→ LISTING:
-*-*-

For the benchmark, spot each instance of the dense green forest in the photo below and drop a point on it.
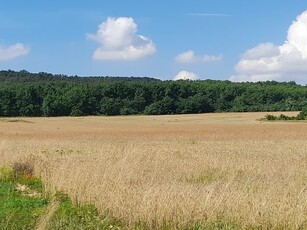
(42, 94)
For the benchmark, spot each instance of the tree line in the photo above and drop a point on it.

-*-*-

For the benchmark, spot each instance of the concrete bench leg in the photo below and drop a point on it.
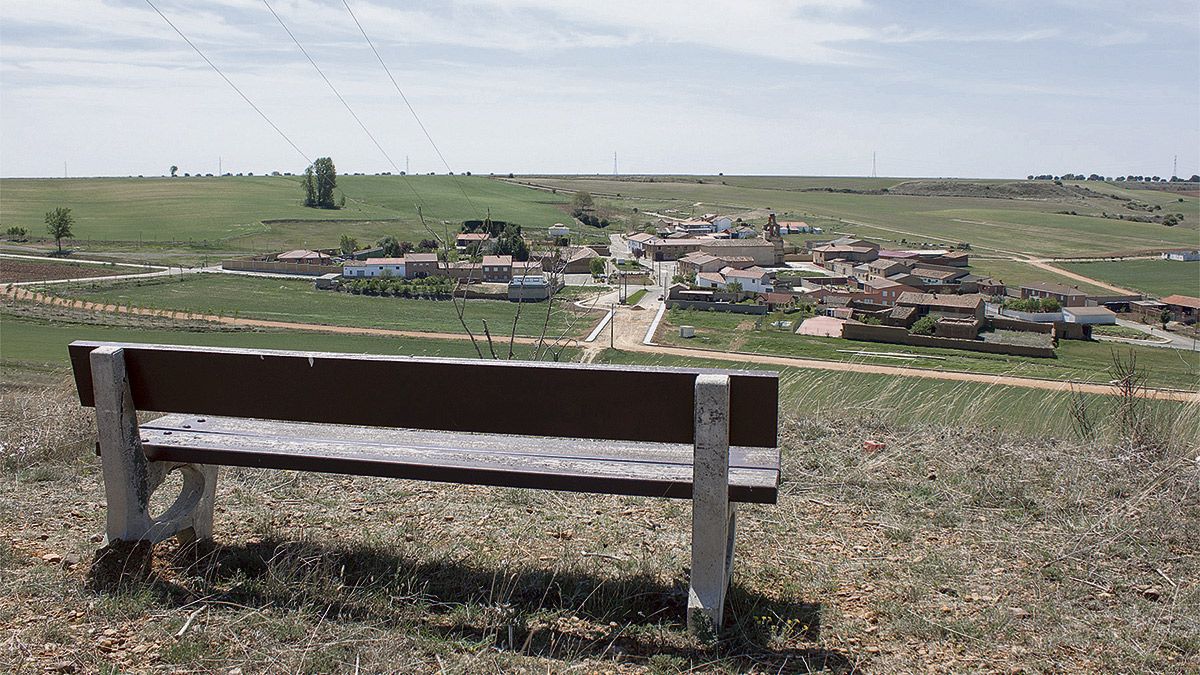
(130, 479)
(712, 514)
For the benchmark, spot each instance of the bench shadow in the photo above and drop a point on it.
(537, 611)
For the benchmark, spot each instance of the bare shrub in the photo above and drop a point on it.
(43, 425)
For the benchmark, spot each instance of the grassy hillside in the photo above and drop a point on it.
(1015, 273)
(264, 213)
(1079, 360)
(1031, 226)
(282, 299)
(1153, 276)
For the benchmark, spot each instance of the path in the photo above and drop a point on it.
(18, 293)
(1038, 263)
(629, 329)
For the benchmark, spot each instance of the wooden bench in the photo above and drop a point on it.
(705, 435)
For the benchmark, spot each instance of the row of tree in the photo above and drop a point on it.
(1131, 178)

-*-*-

→ AIM OF THE EXERCISE:
Copy the records word for word, starting at the line that contains "For the benchmark, spot each instance of the bare" and ending at the line that contains "(1153, 276)".

→ THE ANSWER:
For the benchmark, spot each instance of the bare shrub in the photo above and drop a point on it.
(43, 425)
For the benchmark, spot each instance of the grassy hillside in the photo above and drop a point on it.
(1015, 273)
(264, 213)
(1079, 360)
(1031, 226)
(282, 299)
(1153, 276)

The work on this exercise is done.